The input
● ● ●
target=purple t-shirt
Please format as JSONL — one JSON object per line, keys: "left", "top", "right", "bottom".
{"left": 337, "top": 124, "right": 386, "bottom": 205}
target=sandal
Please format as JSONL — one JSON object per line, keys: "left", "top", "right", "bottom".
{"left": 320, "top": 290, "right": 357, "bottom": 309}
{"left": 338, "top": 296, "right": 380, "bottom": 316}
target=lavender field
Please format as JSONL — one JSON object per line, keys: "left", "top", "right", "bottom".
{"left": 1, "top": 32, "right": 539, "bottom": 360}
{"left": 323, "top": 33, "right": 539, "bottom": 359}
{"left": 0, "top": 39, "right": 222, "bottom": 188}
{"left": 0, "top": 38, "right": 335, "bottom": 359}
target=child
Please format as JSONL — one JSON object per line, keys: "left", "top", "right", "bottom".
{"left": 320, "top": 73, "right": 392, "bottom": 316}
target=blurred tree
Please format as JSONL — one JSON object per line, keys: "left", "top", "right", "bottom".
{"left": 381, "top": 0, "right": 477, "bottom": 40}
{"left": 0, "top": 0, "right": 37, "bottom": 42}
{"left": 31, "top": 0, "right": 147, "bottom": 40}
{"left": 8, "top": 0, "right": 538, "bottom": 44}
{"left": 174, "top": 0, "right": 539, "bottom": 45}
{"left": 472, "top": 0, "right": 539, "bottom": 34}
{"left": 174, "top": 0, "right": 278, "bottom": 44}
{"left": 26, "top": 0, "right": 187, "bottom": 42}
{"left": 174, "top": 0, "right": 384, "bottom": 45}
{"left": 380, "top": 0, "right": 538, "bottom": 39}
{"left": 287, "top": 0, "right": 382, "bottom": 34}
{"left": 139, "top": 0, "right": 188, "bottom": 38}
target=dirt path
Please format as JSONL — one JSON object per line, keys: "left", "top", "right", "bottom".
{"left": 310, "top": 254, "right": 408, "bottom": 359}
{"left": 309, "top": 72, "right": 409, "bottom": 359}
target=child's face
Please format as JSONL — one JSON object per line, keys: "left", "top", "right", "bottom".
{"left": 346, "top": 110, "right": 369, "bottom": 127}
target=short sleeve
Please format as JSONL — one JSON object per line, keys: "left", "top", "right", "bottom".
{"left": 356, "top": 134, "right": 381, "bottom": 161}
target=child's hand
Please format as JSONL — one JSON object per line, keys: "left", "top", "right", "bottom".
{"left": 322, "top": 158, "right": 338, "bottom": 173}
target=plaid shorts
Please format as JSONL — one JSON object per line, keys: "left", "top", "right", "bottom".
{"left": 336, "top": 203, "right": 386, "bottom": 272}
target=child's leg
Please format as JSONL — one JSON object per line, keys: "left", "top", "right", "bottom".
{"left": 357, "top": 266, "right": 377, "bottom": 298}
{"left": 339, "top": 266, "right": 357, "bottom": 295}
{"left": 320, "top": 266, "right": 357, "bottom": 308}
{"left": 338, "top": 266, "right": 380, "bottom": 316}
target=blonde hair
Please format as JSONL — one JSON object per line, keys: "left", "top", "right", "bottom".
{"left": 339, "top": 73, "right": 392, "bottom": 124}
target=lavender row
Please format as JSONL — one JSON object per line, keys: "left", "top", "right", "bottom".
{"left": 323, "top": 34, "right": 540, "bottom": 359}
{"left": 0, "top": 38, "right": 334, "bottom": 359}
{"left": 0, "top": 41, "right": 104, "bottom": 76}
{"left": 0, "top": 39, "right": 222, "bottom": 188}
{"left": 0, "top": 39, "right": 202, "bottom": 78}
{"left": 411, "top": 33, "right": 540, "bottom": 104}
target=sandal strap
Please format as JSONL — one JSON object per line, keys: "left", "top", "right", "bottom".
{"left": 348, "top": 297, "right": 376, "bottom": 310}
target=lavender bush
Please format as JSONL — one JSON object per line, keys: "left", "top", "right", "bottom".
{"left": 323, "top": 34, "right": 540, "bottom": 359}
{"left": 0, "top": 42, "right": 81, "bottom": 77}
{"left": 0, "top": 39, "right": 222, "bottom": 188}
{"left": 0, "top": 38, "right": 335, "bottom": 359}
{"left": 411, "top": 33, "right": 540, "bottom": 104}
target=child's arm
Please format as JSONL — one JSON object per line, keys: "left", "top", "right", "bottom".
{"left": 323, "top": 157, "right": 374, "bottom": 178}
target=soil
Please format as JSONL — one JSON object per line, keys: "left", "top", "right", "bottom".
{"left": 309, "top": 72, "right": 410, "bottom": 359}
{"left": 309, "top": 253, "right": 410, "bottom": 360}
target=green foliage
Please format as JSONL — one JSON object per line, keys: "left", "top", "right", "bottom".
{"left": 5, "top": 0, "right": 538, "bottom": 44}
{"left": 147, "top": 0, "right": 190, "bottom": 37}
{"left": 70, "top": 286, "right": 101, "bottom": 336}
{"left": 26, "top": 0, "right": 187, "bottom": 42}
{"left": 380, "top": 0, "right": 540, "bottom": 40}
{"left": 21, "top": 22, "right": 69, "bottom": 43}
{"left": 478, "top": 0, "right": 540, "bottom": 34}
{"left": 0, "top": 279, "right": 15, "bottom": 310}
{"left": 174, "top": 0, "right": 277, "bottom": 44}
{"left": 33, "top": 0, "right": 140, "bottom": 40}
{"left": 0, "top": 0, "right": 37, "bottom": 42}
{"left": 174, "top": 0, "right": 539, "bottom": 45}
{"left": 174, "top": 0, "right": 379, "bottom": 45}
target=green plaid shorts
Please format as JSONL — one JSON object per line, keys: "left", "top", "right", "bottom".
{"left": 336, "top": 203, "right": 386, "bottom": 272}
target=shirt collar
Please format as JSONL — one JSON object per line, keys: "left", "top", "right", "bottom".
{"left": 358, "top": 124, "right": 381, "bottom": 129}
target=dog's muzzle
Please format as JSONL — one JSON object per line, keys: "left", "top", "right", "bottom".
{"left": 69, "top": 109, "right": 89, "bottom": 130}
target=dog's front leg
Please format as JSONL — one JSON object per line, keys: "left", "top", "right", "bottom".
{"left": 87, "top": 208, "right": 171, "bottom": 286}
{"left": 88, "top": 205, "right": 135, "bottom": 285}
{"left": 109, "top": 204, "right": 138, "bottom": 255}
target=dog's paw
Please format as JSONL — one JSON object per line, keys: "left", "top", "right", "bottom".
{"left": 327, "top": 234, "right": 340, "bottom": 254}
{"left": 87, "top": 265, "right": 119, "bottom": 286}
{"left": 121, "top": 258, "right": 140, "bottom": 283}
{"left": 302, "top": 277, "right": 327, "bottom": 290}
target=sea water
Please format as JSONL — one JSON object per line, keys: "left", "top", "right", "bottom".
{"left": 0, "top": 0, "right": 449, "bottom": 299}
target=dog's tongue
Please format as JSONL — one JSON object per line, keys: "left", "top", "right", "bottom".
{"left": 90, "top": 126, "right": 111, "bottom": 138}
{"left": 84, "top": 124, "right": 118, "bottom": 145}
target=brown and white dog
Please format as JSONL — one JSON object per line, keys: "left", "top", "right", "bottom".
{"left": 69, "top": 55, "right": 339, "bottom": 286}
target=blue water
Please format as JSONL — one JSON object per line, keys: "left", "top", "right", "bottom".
● ● ●
Copy each line of the records that contains the word "child".

target=child
target=child's face
target=child's hand
target=child's leg
target=child's arm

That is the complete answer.